What to work on>
Read the data below. Every line holding the string "Target" must be copied.

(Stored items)
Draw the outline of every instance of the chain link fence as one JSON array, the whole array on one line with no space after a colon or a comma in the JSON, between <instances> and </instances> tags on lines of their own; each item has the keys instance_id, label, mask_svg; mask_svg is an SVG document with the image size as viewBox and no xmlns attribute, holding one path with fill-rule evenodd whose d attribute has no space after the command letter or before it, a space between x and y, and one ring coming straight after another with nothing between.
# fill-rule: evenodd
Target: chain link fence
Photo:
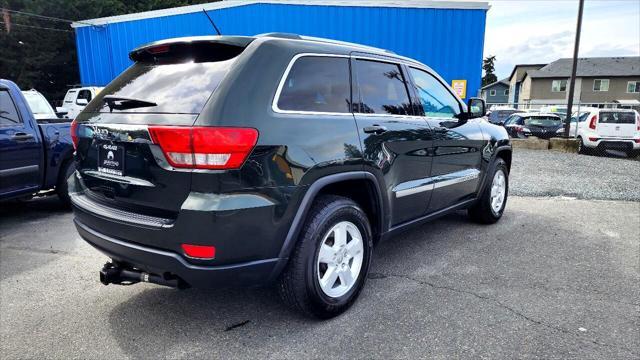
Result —
<instances>
[{"instance_id":1,"label":"chain link fence","mask_svg":"<svg viewBox=\"0 0 640 360\"><path fill-rule=\"evenodd\" d=\"M488 103L487 108L487 121L504 126L512 138L566 137L566 103ZM577 141L580 154L640 160L639 113L635 104L574 104L568 137Z\"/></svg>"}]
</instances>

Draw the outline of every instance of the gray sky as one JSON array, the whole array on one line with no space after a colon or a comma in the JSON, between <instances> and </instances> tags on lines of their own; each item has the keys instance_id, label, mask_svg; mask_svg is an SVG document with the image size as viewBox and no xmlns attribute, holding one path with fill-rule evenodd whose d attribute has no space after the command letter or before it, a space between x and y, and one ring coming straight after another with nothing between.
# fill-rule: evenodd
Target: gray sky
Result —
<instances>
[{"instance_id":1,"label":"gray sky","mask_svg":"<svg viewBox=\"0 0 640 360\"><path fill-rule=\"evenodd\" d=\"M515 64L571 57L577 0L493 0L484 54L496 55L496 73ZM580 57L640 56L640 0L585 0Z\"/></svg>"}]
</instances>

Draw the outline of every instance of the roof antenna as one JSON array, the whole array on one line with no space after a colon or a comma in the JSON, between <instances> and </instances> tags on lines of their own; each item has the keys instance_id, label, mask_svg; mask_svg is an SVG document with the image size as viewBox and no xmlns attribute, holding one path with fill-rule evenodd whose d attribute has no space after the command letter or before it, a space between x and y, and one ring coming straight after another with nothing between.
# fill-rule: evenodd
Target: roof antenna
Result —
<instances>
[{"instance_id":1,"label":"roof antenna","mask_svg":"<svg viewBox=\"0 0 640 360\"><path fill-rule=\"evenodd\" d=\"M218 27L216 26L216 23L214 23L213 19L211 19L211 16L209 16L209 14L207 14L207 10L202 9L202 11L207 16L207 19L209 19L209 22L211 23L211 25L213 25L213 28L216 29L216 32L218 33L218 35L222 35L222 34L220 34L220 30L218 30Z\"/></svg>"}]
</instances>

Your solution>
Target: chain link fence
Target: gray sky
Target: roof antenna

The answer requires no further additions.